→ Source material
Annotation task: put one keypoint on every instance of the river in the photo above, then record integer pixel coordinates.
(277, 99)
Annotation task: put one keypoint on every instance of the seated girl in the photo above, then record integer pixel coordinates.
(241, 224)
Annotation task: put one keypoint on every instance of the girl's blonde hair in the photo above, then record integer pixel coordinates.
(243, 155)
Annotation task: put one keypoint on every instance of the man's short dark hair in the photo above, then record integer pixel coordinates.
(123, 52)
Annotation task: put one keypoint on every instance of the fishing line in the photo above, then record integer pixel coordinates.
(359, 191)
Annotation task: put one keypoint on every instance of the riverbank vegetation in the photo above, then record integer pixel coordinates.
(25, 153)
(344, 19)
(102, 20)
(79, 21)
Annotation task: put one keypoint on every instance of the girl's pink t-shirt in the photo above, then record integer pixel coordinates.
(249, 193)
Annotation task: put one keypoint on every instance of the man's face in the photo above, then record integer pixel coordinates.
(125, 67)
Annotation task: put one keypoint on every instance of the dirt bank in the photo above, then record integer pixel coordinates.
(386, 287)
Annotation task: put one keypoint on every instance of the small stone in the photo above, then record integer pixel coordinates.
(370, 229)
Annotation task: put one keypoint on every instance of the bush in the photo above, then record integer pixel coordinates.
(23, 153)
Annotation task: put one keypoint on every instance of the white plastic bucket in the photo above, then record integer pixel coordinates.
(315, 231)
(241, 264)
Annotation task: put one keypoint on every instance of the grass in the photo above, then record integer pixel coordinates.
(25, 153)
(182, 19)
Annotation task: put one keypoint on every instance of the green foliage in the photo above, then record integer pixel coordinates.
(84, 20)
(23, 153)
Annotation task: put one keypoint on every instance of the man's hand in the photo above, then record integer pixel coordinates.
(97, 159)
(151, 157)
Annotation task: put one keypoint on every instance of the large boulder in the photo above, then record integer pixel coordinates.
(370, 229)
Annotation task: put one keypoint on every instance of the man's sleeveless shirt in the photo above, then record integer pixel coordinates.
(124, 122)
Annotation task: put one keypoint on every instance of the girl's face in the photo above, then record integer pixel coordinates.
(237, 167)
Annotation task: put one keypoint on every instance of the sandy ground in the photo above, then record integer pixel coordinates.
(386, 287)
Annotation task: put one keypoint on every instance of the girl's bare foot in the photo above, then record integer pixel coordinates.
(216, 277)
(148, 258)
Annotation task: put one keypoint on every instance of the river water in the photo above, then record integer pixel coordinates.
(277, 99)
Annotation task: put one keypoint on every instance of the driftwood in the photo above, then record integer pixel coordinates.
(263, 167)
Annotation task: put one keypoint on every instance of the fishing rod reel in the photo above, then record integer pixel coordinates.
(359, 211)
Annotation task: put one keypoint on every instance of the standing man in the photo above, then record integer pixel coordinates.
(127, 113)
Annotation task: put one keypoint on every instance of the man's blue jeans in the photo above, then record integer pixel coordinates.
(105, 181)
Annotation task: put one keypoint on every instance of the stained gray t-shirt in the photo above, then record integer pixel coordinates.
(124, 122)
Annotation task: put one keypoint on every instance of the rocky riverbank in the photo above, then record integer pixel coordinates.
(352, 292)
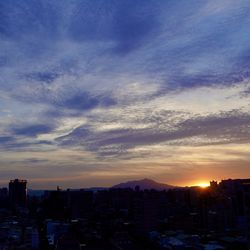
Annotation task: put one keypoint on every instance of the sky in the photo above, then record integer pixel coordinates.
(97, 92)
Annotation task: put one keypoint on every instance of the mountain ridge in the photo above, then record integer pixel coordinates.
(144, 184)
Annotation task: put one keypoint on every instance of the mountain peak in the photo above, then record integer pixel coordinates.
(144, 184)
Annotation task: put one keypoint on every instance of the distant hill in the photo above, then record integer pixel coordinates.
(144, 184)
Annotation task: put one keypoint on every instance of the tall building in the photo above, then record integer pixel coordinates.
(18, 193)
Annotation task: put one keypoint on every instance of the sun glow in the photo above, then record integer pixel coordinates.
(203, 184)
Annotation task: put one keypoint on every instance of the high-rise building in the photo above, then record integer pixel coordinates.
(18, 193)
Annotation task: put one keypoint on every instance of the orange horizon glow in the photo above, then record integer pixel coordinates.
(202, 184)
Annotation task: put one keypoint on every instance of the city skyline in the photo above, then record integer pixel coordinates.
(93, 93)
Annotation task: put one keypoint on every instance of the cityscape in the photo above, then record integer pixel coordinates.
(129, 218)
(124, 124)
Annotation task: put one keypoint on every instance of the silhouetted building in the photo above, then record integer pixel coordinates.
(18, 193)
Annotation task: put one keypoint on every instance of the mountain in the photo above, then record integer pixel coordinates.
(144, 184)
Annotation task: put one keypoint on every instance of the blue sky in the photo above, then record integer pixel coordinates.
(101, 91)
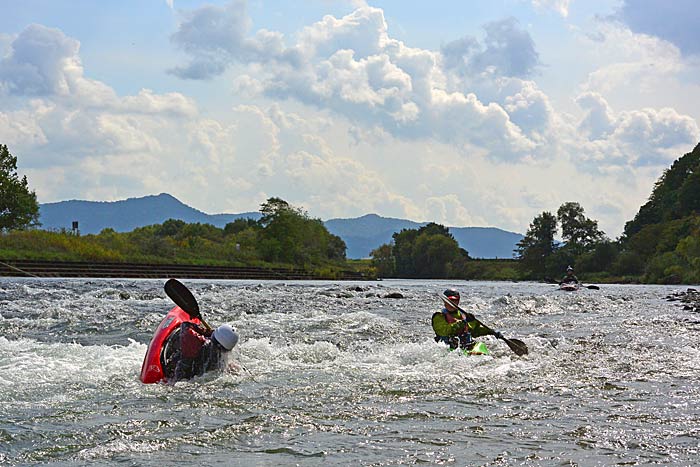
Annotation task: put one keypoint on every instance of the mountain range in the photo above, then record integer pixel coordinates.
(361, 234)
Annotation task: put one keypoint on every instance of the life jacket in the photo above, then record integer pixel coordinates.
(193, 354)
(463, 340)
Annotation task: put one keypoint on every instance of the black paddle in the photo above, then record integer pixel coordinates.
(183, 298)
(516, 345)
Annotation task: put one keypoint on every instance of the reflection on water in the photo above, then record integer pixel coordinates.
(340, 376)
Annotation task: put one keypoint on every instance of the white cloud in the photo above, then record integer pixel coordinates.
(634, 138)
(351, 66)
(42, 61)
(360, 122)
(559, 6)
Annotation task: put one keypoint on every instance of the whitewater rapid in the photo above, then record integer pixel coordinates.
(336, 374)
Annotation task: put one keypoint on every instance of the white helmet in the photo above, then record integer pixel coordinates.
(226, 336)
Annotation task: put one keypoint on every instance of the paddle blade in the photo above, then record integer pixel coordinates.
(517, 346)
(182, 297)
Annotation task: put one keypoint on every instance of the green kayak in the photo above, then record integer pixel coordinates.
(478, 349)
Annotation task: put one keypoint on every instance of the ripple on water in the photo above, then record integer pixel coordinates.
(337, 375)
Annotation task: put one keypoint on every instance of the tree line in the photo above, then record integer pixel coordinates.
(660, 245)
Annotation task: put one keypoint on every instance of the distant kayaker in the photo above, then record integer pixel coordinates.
(201, 350)
(455, 328)
(570, 278)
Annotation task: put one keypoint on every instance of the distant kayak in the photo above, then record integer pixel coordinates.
(153, 368)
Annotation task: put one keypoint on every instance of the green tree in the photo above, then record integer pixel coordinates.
(538, 244)
(239, 225)
(579, 232)
(18, 206)
(428, 252)
(289, 235)
(383, 260)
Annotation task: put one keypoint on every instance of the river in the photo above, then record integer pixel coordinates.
(338, 375)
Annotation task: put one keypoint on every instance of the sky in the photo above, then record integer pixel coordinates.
(464, 112)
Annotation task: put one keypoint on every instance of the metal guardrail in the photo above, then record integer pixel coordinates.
(32, 268)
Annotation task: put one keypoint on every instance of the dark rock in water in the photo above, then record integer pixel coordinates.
(394, 295)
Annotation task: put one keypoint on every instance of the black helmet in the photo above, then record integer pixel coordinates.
(452, 294)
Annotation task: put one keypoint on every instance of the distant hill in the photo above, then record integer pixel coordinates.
(128, 214)
(364, 234)
(361, 235)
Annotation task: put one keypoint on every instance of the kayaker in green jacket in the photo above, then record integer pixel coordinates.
(455, 328)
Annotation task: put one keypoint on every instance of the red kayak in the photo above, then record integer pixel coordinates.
(152, 370)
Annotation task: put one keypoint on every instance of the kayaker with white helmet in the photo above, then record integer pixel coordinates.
(570, 278)
(202, 350)
(455, 328)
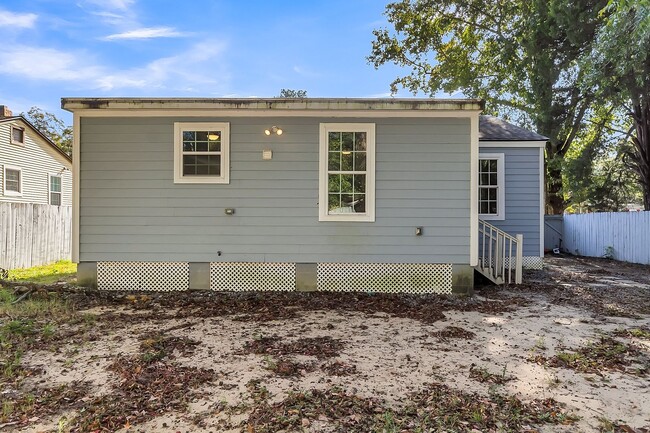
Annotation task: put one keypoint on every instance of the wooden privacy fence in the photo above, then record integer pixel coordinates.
(620, 235)
(34, 234)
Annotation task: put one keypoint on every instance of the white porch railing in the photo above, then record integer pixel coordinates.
(500, 254)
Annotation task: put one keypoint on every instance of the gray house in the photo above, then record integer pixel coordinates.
(32, 168)
(389, 195)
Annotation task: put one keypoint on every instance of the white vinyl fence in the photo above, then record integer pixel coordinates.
(622, 235)
(34, 234)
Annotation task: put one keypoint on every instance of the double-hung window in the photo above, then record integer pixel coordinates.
(347, 172)
(201, 152)
(17, 135)
(55, 189)
(13, 181)
(491, 186)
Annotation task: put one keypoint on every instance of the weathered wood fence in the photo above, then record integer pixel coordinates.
(34, 234)
(623, 235)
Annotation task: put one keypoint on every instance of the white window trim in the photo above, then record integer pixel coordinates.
(325, 129)
(11, 135)
(4, 183)
(49, 187)
(179, 127)
(501, 183)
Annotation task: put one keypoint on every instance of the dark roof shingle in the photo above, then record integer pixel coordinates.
(492, 128)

→ Your goal
Write out once more the lines above beginning at the line with "of the weathered"; continue through the final line and stop there.

→ Reply
Annotation task: put one keypoint on every instance of the weathered wood fence in the photo above, then record integer pixel coordinates.
(34, 234)
(623, 235)
Annotation task: put one keypoint on every instance of the white window trim in the photo above, then record integer pixel coordinates.
(325, 129)
(11, 135)
(4, 183)
(49, 187)
(179, 127)
(501, 183)
Annotation task: put one keypoint on every instance of the dark roof shingle in the photo above, then record integer pixel coordinates.
(492, 128)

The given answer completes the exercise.